INPUT: Begin

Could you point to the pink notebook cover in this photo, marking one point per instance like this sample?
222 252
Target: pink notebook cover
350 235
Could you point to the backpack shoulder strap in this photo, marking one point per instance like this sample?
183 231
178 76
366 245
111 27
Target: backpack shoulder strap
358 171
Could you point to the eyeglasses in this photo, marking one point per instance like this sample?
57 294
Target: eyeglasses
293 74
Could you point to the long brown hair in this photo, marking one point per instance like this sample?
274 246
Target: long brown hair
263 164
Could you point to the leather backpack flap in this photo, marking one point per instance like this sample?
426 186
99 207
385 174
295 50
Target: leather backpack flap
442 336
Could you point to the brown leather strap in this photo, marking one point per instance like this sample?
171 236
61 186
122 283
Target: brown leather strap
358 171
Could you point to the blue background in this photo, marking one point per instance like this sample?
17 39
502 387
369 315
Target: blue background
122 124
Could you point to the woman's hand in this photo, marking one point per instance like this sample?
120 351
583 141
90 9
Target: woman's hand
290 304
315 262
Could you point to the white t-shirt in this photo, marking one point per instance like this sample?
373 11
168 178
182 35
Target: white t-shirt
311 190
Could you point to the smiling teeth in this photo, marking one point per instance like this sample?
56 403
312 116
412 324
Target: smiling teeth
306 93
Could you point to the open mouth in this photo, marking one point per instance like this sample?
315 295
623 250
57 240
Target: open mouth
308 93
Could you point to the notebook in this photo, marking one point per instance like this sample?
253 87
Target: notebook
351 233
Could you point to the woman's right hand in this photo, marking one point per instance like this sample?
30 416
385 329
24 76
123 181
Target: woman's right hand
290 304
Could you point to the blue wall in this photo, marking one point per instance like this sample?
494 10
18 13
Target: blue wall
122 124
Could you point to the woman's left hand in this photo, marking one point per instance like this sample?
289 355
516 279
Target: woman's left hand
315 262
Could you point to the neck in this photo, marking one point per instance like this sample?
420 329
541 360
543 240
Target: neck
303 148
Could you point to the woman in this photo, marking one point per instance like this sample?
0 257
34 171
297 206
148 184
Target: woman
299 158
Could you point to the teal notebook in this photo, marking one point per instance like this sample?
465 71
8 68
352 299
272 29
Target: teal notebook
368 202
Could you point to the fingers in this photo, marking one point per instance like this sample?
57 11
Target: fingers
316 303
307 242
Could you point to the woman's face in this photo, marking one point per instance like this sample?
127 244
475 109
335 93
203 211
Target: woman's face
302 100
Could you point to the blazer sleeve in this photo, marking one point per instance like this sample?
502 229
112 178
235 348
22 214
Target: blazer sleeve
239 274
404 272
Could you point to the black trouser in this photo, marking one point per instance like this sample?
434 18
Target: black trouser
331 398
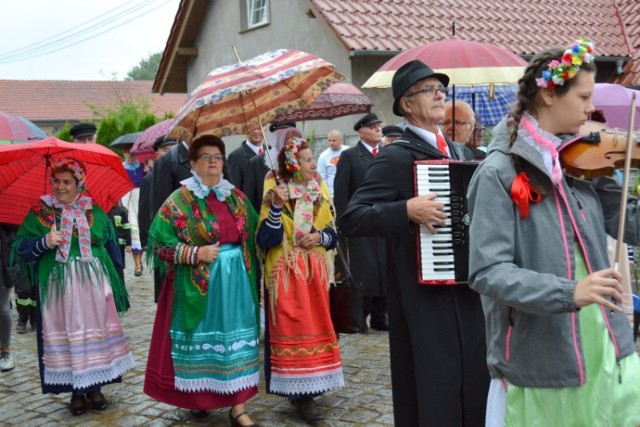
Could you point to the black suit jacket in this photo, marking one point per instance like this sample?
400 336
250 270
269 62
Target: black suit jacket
367 255
237 163
254 180
437 336
145 202
169 170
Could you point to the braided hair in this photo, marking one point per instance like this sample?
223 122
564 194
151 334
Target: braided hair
528 99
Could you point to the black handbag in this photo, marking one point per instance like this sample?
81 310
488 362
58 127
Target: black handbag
345 302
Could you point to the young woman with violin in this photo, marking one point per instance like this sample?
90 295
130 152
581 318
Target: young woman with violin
559 348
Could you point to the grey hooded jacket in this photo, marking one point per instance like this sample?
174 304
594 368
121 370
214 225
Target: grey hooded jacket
523 266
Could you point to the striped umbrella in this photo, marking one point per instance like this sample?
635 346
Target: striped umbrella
235 98
466 63
16 128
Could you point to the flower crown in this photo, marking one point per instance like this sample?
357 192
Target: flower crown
291 153
558 72
77 168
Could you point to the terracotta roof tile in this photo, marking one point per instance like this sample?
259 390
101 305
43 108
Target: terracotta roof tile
402 24
60 100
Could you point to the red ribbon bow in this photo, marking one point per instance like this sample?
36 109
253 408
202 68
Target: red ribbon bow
522 193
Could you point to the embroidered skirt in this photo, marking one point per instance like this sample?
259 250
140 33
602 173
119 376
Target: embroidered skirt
82 340
218 365
303 354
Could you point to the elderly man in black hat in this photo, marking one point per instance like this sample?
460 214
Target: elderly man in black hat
83 133
367 256
437 338
390 133
161 146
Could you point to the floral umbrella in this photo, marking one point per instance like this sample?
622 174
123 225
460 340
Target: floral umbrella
25 169
14 128
340 99
235 98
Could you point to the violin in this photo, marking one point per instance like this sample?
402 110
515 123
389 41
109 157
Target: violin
598 152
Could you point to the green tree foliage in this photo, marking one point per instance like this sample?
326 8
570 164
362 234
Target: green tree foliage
108 131
64 133
146 69
146 121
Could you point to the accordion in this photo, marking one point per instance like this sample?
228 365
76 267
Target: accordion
443 258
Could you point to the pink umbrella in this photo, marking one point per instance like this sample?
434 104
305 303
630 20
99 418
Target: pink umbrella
614 101
144 142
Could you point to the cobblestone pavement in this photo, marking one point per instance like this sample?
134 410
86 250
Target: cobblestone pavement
365 400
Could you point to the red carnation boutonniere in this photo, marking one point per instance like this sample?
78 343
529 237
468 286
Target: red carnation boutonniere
522 193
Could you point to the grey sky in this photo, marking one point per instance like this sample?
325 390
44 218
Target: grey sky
133 29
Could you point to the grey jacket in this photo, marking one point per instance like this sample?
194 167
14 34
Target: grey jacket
523 267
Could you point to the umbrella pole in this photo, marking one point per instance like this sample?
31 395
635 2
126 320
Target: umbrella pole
453 113
264 135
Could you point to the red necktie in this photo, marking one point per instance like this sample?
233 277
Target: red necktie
442 144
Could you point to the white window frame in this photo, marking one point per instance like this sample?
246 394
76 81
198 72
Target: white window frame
257 9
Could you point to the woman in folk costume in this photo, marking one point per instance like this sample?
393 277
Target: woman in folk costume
67 244
136 172
204 351
560 349
296 229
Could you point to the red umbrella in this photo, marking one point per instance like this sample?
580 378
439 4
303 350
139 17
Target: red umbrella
340 99
144 142
465 62
24 174
17 128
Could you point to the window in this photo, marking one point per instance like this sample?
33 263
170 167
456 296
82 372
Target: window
257 13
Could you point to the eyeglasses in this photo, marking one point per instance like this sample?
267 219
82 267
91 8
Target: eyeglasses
458 123
209 157
431 90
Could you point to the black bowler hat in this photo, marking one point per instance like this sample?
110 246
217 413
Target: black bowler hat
369 119
392 130
407 75
161 141
277 126
82 129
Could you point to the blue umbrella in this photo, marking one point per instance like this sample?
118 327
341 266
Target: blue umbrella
491 109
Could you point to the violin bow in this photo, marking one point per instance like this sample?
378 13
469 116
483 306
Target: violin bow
621 258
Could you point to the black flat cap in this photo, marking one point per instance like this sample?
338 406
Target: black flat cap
369 119
277 126
392 130
82 129
407 75
161 141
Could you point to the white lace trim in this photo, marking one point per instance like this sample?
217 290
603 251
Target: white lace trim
218 348
84 379
218 386
195 185
318 383
547 156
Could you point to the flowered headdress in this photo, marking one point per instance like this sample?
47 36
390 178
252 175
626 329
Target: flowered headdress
77 169
292 153
558 72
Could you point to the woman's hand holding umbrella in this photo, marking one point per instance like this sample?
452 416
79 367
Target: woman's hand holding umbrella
54 237
208 254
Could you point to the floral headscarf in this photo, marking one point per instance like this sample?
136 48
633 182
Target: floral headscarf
77 169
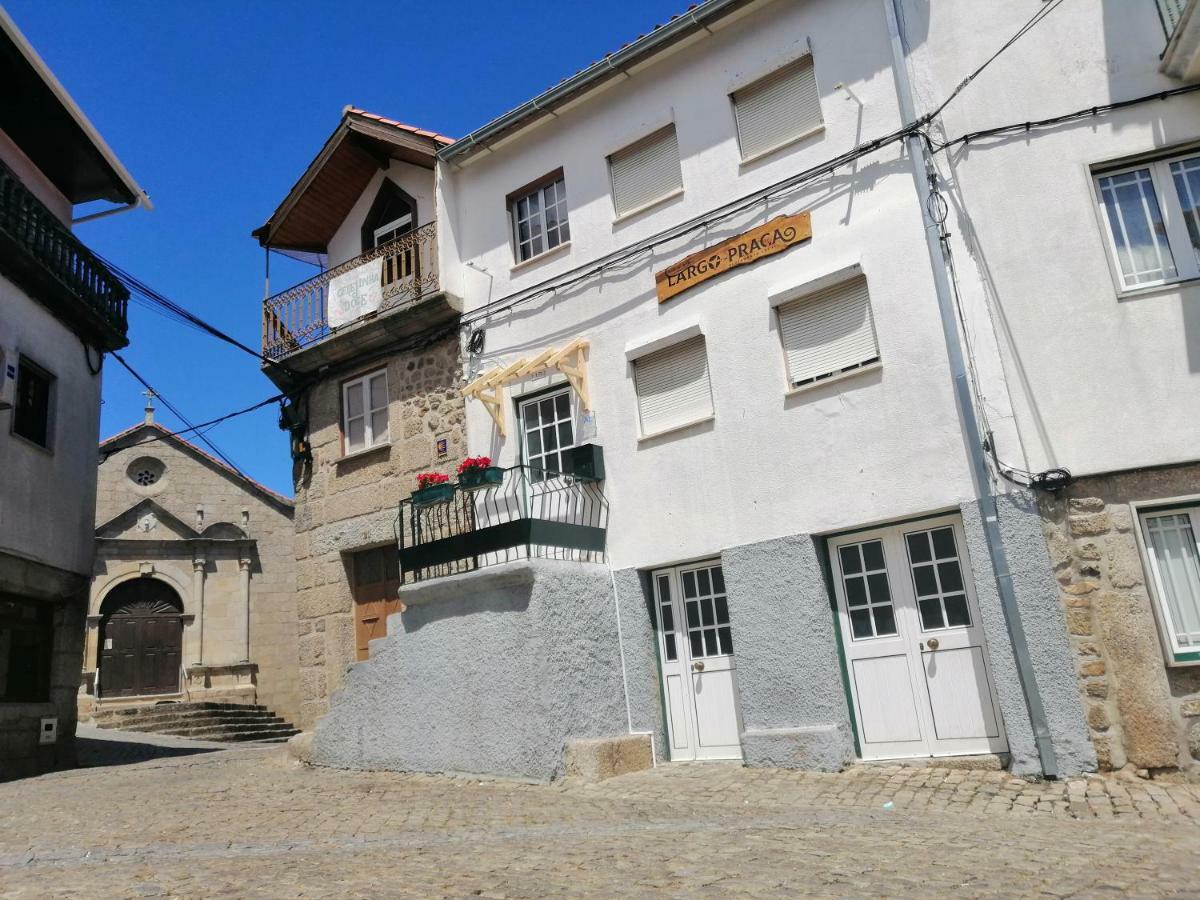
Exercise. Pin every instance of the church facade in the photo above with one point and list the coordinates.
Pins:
(192, 597)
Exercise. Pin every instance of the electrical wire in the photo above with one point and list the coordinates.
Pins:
(179, 415)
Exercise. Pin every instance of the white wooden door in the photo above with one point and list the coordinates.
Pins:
(699, 673)
(915, 649)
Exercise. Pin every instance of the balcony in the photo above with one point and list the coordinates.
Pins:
(347, 297)
(1181, 22)
(41, 255)
(531, 514)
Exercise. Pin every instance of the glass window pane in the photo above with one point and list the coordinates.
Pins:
(923, 579)
(918, 547)
(873, 555)
(861, 623)
(931, 613)
(856, 592)
(943, 543)
(951, 576)
(957, 611)
(885, 619)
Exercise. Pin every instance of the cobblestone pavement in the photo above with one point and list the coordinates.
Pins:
(249, 822)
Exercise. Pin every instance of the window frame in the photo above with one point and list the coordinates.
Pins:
(23, 365)
(538, 187)
(1187, 267)
(367, 412)
(1173, 653)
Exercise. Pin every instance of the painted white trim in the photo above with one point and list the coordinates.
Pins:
(646, 346)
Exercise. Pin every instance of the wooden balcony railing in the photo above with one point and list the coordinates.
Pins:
(299, 316)
(37, 249)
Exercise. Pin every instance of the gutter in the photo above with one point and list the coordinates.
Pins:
(922, 168)
(612, 65)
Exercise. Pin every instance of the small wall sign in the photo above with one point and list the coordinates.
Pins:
(777, 235)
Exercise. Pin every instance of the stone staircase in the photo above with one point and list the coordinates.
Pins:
(201, 721)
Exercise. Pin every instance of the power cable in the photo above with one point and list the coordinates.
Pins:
(179, 415)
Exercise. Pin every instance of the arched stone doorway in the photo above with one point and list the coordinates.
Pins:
(141, 640)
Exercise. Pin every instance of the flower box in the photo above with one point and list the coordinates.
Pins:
(433, 493)
(475, 478)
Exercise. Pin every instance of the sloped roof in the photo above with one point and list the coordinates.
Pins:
(125, 438)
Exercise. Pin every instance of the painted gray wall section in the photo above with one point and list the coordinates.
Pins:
(490, 672)
(793, 706)
(1045, 629)
(637, 629)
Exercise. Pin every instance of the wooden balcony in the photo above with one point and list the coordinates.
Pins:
(41, 255)
(300, 316)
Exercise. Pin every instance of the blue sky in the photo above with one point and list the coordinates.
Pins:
(216, 108)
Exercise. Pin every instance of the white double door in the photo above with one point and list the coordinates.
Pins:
(915, 649)
(700, 688)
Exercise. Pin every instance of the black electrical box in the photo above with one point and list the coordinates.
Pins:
(587, 461)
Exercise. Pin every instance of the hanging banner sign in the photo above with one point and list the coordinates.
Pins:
(353, 294)
(774, 237)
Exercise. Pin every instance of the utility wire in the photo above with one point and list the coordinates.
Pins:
(179, 415)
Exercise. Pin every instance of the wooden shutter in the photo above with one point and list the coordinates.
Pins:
(777, 108)
(646, 171)
(672, 385)
(828, 331)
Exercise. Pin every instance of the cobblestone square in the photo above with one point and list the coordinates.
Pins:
(250, 822)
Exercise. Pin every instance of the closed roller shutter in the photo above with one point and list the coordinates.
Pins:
(646, 171)
(672, 387)
(777, 108)
(828, 333)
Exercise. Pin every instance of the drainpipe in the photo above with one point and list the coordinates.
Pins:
(922, 169)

INPUT: End

» **WHAT YOU HAVE TO DO**
From the listing above, count every line where the word "wire" occurs; the answer is that number and nothing else.

» **SOLUTION TO THE PROBLEM**
2